Document extract:
Cotton picker, dancer, multilingual singer, not to mention stage, screen and TV star, now a respected writer, educator and philanthropist--Eartha Kitt has the uncanny ability to recreate herself into an endless array of personalities. Eartha's Protean metamorphoses project diverse syncretic characters evolving into archetypal mythic avatars. This woman of a thousand faces is the incarnation of an indominable determination to thrive!
Eartha Kitt can be anything she wants to be. This crafty shapeshifter comes from rural South Carolina. "I found that to survive I had to learn to adapt." (Rejuvenate, 1) Young Eartha Mae Keith experienced an epiphany at Easter when she first sang to an audience: "It was the first time anyone and everyone paid so much attention to me." (Thursday's Child, 22) The same thing happened when she read aloud at school: "It was like a spell over the room. I didn't understand it at all, but it seemed I had some power that made people pay attention." (TC, 39) "The Call to Adventure" is "the awakening of the self" for Joseph Campbell's Hero With A Thousand Faces who "finds all the forces of the unconscious at his side."

Given data:
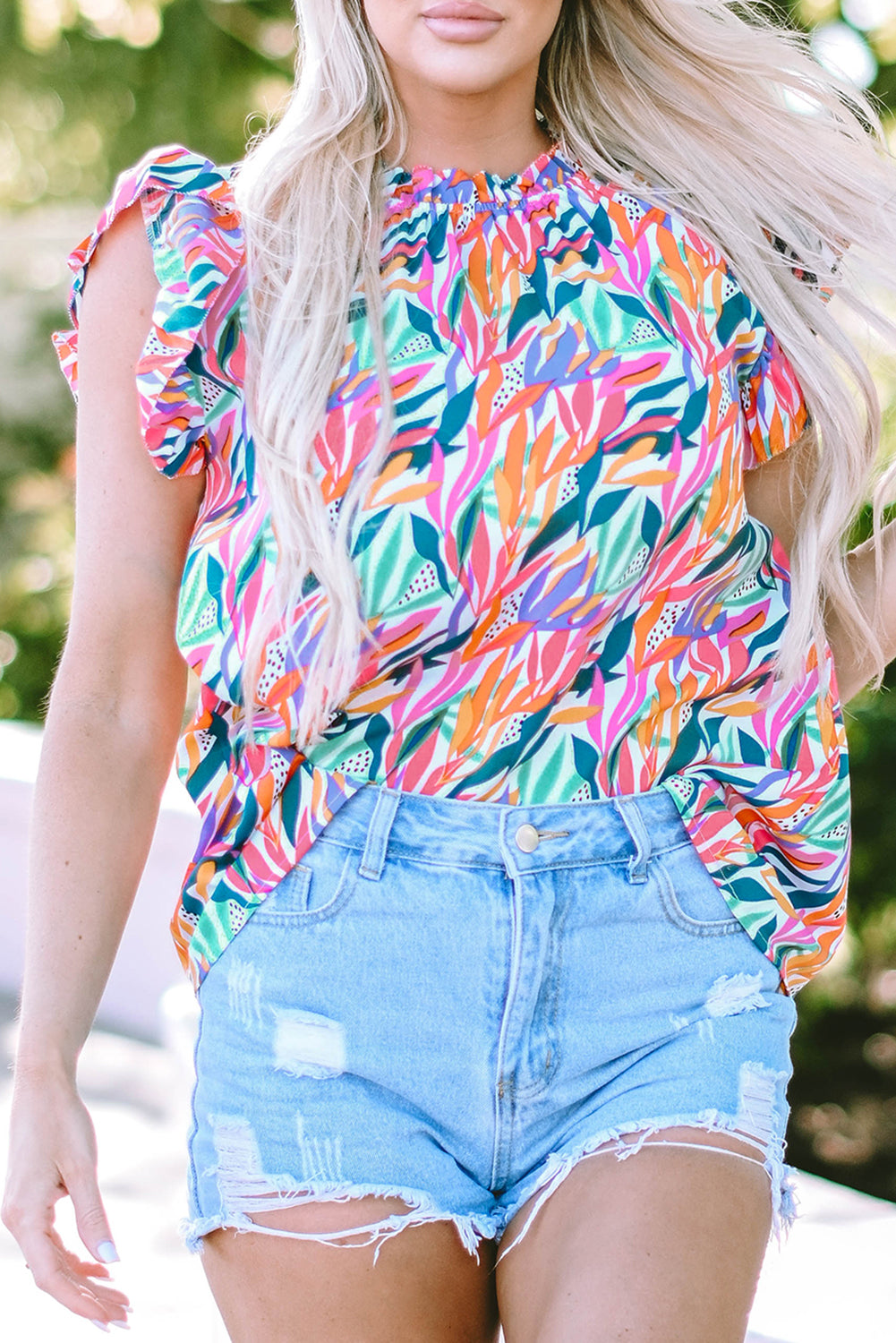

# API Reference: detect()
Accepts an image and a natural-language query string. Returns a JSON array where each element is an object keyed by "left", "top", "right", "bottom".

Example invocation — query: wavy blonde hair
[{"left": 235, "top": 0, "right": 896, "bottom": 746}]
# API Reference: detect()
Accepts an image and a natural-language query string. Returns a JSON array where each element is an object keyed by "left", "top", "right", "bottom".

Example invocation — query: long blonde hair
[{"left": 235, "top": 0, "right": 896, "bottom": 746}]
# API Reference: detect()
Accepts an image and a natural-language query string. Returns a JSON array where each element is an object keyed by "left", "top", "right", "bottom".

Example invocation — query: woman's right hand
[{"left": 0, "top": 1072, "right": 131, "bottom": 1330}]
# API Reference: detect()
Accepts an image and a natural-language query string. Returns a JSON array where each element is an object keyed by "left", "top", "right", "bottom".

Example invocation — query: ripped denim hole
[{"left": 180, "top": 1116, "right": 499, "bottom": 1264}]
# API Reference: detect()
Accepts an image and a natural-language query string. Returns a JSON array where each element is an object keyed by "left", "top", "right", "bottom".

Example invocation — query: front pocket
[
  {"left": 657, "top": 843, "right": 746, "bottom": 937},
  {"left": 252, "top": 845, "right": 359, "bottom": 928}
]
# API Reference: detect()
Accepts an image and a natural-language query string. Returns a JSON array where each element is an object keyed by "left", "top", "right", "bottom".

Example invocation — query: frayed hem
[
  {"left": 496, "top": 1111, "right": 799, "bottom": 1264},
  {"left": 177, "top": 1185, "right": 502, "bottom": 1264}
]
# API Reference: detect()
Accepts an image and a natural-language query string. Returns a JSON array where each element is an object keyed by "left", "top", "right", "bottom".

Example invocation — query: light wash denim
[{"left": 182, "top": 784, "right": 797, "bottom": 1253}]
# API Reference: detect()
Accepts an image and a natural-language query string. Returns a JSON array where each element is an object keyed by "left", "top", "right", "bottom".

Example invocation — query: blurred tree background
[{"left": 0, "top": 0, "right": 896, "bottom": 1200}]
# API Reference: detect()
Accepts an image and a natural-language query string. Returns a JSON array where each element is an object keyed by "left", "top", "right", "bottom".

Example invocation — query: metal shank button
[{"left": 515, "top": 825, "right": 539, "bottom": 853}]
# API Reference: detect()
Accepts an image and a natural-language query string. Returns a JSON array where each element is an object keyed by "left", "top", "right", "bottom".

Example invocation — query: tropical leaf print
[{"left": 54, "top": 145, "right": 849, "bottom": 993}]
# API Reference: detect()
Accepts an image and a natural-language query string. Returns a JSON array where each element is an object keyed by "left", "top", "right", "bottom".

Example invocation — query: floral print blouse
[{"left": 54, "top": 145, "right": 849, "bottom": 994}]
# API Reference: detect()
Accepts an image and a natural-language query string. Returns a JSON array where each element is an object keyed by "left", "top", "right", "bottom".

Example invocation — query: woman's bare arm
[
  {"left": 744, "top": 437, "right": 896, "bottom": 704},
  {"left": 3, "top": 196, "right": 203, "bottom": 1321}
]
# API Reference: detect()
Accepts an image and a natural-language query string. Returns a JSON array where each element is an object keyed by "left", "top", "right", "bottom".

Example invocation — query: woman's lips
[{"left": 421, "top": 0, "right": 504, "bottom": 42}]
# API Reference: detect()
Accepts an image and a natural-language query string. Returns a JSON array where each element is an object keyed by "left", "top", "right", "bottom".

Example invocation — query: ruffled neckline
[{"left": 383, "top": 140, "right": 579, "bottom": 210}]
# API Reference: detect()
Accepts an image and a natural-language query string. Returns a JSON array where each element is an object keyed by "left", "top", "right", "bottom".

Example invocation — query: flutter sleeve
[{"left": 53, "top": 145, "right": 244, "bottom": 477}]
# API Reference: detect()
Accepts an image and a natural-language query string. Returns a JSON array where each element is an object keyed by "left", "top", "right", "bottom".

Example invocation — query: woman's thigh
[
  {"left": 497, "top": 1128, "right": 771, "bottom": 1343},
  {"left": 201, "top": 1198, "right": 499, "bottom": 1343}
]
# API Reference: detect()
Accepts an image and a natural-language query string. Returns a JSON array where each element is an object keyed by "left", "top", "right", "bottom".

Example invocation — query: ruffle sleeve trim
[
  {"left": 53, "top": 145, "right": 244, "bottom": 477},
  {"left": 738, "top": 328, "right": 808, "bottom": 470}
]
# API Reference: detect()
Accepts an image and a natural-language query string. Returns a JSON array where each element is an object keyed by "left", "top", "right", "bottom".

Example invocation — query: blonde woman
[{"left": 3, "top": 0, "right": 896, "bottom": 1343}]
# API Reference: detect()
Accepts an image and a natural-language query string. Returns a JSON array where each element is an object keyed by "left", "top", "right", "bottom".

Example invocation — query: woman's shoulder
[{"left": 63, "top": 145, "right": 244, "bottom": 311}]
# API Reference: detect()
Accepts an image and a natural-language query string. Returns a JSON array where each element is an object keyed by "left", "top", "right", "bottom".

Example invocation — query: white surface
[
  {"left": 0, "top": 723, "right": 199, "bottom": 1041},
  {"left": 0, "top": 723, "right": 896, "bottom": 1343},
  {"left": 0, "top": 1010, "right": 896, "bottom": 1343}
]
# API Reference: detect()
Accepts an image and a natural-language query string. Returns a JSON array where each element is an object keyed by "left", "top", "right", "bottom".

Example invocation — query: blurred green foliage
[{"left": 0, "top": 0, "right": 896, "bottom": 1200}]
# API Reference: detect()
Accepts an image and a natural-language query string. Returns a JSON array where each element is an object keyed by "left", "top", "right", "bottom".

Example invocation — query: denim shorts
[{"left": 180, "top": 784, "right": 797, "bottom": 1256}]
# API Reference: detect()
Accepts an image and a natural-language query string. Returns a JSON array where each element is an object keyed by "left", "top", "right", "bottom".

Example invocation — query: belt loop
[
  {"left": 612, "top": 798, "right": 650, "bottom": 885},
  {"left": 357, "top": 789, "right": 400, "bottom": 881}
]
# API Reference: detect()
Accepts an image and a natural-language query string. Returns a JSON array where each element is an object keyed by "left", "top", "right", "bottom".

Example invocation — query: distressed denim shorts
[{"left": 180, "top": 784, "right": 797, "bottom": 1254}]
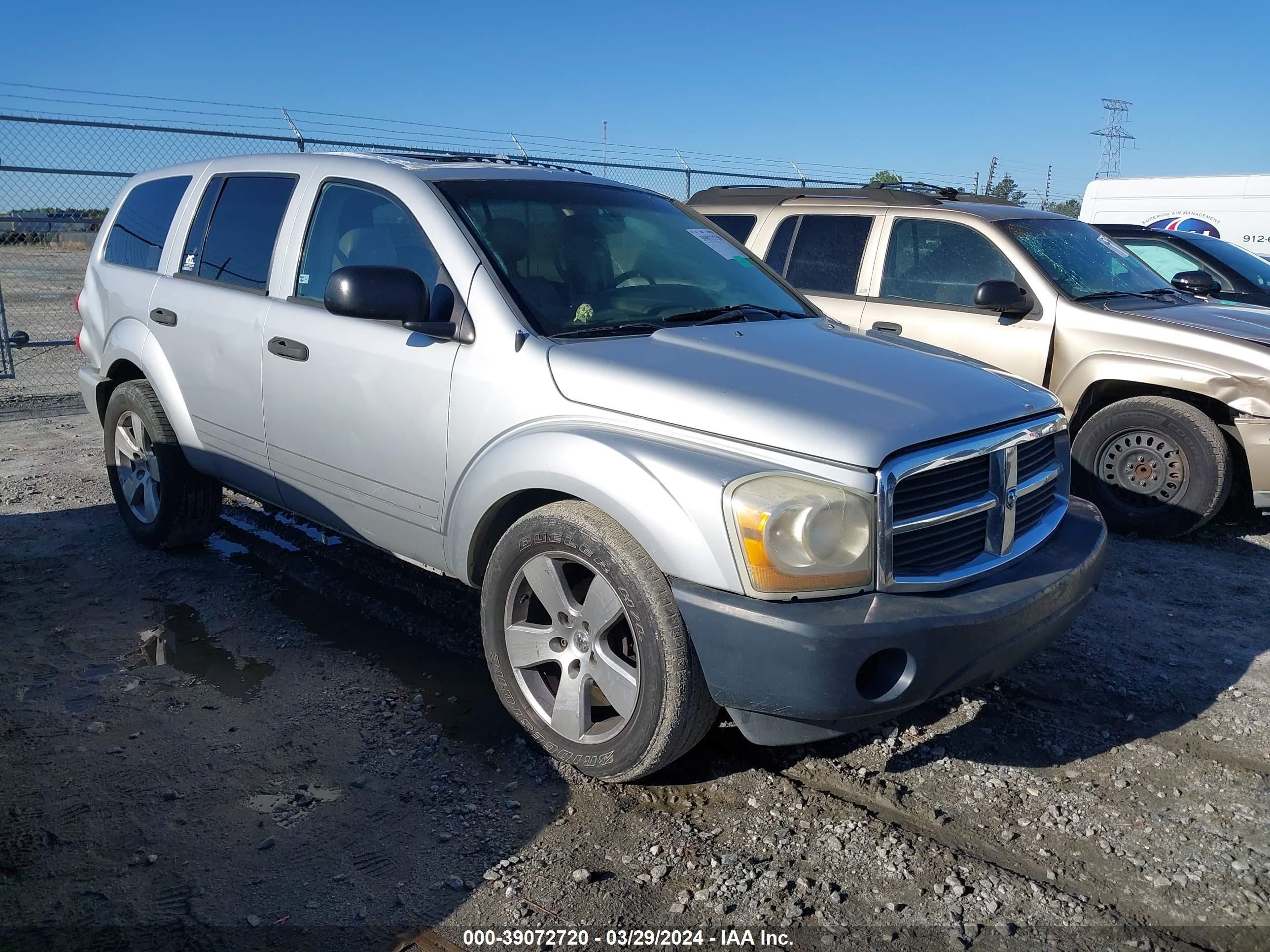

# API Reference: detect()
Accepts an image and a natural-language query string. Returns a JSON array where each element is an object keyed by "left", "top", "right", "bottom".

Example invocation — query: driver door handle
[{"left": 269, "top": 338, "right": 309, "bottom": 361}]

What is needed: Pick up the piece on Eartha Kitt after its last sentence and write the next part. None of the material is needed here.

Final result:
Soon Eartha's fairy godmother from "Up-North" sent her a ticket to the Harlem Renaissance. Eartha's aunt was a strict churchlady who insisted on piano lessons and choir practice. "O For A Thousand Tongues to Sing" is the first song in the Methodist hymnal. This hymn enacts the equality of the fellowship who share in glorious praise. But the prophetic words can also mean that one may be granted the gift to sing in several languages. (And bear the duty to develop that talent!)
Meanwhile Eartha caught up on eight years of school in five and successfully auditioned for New York School of Performing Arts at 13 and Katherine Dunham Dance Troupe when she was 16. Dunham and Ballet Russe innovator George Balanchine choreographed the movies Cabin in the Sky with Louis Armstrong and Stormy Weather with Bill "Bojangles" Robinson and Lena Horne in 1943. Five years later, Kitt and Dunham were rocking Universal's Casbah starring Peter Lorre and Yvonne De Carlo. Marlon Brando also learned The Dunham Technique of interpretive dance as we see in Guys and Dolls, Last Tango in Paris and the horrific sacrificial finale of Apocalypse Now.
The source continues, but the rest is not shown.